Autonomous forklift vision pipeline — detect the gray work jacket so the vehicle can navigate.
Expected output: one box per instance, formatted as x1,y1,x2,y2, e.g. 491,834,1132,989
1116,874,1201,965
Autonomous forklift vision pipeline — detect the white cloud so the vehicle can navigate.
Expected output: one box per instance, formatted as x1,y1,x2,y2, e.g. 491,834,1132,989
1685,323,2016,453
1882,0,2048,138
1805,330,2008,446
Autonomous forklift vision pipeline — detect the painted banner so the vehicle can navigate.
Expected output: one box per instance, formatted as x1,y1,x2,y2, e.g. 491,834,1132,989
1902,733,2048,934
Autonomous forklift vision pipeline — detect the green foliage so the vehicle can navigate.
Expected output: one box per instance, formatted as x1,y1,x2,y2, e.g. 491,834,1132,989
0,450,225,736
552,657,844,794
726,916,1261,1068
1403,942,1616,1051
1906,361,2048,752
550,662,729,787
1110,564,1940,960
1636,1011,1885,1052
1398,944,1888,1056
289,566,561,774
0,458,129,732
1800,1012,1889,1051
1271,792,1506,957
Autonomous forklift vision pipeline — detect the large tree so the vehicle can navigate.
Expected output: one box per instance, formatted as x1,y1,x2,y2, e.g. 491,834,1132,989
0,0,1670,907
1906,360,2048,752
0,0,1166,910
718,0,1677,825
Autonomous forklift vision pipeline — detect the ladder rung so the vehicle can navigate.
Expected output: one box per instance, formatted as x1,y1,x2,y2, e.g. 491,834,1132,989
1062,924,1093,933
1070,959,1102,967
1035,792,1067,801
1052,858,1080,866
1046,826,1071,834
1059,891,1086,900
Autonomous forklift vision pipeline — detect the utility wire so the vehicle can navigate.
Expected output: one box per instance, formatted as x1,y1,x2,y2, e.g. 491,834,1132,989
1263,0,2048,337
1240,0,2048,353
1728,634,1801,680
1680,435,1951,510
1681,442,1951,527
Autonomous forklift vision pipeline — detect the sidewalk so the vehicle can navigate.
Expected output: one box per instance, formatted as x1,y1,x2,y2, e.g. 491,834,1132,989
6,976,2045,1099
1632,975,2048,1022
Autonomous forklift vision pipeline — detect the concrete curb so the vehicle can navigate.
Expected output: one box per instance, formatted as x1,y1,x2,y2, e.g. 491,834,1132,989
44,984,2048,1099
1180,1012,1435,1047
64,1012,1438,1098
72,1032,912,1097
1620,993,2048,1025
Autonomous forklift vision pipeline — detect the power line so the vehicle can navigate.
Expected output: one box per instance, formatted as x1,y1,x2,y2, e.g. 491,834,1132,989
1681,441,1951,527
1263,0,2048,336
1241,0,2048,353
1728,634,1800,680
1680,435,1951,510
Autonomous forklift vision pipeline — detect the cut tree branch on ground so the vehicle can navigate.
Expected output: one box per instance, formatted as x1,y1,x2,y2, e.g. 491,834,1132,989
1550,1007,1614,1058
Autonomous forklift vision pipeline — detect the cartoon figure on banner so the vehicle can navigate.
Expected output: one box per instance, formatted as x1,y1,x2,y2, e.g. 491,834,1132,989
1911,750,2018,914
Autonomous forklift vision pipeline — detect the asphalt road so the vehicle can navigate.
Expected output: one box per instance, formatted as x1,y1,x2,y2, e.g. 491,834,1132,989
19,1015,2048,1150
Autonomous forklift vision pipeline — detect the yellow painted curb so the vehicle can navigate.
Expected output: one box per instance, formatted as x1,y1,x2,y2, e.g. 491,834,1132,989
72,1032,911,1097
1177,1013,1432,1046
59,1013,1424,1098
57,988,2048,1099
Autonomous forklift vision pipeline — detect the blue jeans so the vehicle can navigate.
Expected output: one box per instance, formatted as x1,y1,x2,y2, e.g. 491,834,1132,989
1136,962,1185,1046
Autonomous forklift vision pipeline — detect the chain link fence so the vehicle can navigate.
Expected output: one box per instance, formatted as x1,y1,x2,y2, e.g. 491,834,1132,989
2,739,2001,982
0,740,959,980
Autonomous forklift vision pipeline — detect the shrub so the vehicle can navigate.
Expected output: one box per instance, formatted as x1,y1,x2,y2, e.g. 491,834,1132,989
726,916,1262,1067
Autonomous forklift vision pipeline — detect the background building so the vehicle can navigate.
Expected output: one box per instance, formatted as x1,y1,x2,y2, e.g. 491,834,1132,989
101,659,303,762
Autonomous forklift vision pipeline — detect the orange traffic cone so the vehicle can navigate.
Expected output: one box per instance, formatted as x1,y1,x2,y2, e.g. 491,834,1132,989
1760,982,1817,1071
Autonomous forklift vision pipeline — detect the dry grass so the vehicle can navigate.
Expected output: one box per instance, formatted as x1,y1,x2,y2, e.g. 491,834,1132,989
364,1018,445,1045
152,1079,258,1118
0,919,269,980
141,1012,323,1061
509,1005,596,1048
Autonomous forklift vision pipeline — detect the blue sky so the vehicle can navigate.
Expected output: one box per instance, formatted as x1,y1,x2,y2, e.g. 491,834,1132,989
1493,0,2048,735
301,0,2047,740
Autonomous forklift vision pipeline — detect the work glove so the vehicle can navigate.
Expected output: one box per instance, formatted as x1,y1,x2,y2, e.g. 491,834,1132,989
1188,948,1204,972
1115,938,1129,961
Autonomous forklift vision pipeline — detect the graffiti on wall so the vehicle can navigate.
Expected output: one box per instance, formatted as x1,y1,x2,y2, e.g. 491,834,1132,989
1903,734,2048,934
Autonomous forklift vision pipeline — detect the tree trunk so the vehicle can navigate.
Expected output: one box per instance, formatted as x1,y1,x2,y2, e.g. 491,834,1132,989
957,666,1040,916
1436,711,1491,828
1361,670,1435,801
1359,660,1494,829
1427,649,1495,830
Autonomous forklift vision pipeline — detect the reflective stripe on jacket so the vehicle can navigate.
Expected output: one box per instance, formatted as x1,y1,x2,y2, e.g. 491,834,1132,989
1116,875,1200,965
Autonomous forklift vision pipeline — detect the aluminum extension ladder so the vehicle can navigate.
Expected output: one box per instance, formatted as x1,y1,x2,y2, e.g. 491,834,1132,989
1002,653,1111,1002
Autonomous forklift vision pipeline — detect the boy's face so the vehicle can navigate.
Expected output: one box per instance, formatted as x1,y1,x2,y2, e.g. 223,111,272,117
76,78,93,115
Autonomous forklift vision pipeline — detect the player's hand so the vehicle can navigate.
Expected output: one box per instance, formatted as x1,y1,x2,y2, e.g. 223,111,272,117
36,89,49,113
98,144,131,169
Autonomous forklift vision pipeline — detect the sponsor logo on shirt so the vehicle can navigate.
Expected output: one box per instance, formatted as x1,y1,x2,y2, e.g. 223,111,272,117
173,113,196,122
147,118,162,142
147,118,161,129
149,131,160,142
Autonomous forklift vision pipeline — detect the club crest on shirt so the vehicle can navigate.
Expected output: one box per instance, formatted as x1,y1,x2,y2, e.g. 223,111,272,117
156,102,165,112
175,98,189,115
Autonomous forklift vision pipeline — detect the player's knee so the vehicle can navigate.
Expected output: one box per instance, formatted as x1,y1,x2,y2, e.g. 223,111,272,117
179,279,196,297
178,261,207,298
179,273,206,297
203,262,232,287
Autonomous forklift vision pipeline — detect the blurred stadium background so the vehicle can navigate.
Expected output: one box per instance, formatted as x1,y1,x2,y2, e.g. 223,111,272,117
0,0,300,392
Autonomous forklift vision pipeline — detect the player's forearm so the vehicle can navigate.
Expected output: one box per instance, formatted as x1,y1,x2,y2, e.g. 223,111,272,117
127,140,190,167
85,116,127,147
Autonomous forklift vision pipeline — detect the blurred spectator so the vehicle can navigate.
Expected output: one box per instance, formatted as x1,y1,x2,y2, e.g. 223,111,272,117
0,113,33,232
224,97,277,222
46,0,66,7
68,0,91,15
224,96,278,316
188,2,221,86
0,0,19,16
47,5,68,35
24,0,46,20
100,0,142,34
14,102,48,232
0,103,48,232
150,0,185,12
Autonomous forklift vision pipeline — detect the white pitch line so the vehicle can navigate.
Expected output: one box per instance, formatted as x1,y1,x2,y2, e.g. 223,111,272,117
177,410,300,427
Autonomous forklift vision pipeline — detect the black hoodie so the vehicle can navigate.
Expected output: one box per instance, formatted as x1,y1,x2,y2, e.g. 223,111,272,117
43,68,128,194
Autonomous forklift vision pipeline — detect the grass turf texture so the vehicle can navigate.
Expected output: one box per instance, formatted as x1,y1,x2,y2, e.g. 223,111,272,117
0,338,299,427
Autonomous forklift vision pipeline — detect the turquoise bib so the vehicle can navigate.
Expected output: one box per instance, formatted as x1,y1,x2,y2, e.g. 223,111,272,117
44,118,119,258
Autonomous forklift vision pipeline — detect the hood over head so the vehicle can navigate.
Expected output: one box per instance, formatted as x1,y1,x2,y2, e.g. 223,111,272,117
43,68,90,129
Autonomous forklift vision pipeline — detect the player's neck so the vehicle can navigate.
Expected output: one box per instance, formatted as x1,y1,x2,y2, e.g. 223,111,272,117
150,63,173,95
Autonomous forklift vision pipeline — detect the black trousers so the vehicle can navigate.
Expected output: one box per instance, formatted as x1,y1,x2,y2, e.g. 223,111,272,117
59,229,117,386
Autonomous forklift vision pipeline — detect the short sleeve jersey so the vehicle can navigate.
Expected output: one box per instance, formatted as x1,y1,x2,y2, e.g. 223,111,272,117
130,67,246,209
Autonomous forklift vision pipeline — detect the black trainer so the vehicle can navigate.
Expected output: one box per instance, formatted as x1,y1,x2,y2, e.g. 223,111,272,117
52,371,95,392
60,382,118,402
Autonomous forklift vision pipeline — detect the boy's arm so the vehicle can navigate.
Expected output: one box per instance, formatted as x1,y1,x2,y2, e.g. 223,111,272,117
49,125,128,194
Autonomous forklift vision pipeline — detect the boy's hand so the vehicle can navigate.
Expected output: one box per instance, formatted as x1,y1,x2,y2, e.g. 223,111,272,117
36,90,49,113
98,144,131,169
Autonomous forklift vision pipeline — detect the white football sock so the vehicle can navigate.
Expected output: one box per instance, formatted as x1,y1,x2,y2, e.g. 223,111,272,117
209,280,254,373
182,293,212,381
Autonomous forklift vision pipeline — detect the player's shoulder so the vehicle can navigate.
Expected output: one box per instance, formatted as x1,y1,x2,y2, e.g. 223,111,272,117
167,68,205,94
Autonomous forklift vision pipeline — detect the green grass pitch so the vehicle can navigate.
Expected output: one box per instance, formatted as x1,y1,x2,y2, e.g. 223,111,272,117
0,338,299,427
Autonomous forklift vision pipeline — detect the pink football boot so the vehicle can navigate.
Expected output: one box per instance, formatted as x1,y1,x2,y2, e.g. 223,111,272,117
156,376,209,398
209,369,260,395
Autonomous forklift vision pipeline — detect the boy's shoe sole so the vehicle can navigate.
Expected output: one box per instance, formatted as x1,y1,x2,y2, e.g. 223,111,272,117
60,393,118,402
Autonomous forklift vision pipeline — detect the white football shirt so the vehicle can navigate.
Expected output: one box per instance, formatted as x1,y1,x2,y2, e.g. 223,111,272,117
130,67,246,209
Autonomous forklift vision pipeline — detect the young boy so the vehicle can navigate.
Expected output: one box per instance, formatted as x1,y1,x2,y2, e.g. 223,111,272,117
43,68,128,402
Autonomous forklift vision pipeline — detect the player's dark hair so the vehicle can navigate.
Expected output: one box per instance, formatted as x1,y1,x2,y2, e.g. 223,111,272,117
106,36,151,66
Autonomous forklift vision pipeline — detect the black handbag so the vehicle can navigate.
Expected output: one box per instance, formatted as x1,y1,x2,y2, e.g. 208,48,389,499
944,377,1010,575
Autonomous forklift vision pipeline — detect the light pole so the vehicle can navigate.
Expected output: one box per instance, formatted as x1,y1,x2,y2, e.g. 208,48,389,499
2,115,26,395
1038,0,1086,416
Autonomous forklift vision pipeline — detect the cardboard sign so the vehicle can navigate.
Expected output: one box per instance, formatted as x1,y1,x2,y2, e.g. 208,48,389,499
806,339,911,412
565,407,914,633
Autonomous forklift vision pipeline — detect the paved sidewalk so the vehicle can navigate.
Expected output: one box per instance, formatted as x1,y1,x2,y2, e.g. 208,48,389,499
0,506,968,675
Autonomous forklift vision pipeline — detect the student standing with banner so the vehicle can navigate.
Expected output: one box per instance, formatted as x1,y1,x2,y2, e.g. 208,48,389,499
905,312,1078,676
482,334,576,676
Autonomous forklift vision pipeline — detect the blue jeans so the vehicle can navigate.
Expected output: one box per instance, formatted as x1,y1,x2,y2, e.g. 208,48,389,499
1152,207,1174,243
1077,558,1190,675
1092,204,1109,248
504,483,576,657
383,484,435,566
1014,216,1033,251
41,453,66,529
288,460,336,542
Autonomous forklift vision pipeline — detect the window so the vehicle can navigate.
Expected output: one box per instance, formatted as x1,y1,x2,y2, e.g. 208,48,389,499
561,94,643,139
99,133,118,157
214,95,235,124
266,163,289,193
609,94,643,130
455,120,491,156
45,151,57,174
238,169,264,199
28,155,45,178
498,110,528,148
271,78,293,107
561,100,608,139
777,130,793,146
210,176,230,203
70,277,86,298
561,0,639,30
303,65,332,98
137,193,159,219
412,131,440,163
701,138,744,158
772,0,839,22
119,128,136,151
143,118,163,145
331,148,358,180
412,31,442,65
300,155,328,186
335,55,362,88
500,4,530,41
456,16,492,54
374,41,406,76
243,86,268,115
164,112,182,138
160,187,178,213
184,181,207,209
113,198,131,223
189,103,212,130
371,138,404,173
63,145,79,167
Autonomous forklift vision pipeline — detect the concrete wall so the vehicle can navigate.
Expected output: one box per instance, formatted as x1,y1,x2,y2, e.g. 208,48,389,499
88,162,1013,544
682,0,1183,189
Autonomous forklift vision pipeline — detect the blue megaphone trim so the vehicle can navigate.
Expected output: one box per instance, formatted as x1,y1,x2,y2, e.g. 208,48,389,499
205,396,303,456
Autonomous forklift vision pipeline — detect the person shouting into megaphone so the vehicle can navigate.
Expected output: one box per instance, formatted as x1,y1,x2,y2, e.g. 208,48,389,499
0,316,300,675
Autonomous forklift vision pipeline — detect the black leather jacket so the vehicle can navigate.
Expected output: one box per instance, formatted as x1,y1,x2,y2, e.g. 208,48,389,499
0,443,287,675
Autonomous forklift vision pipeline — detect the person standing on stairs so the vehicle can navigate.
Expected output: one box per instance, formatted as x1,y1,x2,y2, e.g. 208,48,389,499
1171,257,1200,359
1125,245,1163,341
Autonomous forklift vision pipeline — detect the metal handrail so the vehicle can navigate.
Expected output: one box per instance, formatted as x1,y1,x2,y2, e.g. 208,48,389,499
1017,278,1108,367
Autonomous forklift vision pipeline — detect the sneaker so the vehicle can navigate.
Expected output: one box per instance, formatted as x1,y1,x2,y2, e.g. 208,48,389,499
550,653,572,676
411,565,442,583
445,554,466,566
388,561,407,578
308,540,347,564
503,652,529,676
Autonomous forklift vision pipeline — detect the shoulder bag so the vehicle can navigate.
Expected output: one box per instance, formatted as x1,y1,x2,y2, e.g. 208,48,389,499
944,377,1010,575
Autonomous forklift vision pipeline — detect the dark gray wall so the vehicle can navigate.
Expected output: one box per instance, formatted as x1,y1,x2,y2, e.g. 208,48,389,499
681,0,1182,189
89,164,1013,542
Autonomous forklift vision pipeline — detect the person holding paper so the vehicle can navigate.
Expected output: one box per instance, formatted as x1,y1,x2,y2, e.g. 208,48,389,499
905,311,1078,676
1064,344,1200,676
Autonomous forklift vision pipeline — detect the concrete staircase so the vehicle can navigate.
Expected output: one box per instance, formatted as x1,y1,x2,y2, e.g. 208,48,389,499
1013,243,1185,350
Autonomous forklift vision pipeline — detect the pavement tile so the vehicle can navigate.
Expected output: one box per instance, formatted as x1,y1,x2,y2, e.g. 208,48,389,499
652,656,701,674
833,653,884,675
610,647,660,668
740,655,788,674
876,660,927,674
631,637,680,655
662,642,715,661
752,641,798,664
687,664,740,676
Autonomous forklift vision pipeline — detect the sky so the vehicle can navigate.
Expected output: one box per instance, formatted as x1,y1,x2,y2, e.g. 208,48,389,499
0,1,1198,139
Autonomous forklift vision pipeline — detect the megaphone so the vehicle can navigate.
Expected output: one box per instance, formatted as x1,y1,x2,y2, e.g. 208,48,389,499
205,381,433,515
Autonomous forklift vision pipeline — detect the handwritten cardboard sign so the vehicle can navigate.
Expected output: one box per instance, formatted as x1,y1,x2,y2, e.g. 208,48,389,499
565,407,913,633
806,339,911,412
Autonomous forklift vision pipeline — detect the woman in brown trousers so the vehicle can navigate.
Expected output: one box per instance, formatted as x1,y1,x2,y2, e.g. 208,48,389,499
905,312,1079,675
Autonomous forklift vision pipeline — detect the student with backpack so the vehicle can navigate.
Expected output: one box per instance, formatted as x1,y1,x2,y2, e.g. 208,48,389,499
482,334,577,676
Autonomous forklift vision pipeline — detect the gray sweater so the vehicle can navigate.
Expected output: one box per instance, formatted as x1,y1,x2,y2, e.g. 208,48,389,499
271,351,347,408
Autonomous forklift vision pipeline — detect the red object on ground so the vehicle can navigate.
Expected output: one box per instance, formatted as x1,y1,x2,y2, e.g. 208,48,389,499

--- --- ---

What is expected - Match on "student" and report each line of the data above that has it.

Exercise answer -
Autonomous forklift vision pipeline — detect the student standing with banner so the vehicle can navigate.
Autonomous forklift vision pipeline — detect the student with backpack so the vehicle can navigate.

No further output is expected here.